## Do this
Gather every line of the listing below that contains the string "rear", and copy each one in full. Case matters.

## Data lines
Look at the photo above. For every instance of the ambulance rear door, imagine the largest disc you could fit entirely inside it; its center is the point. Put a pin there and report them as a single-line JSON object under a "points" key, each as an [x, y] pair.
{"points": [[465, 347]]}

* * *

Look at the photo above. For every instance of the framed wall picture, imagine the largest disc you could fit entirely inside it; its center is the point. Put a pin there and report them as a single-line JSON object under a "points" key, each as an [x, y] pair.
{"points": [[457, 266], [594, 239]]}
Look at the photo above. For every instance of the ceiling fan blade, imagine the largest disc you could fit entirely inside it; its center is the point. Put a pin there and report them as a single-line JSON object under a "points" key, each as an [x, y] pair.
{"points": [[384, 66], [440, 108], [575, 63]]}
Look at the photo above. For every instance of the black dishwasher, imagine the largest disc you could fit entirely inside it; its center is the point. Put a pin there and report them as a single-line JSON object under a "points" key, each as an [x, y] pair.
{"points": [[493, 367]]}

## Solved exercise
Look at the photo above. For every instance of the ambulance rear door, imagine the largest disc you could fit entirely inside it; its center is the point. Put a pin there and report them as a single-line JSON object under a "points" key, each as an [x, y] pair.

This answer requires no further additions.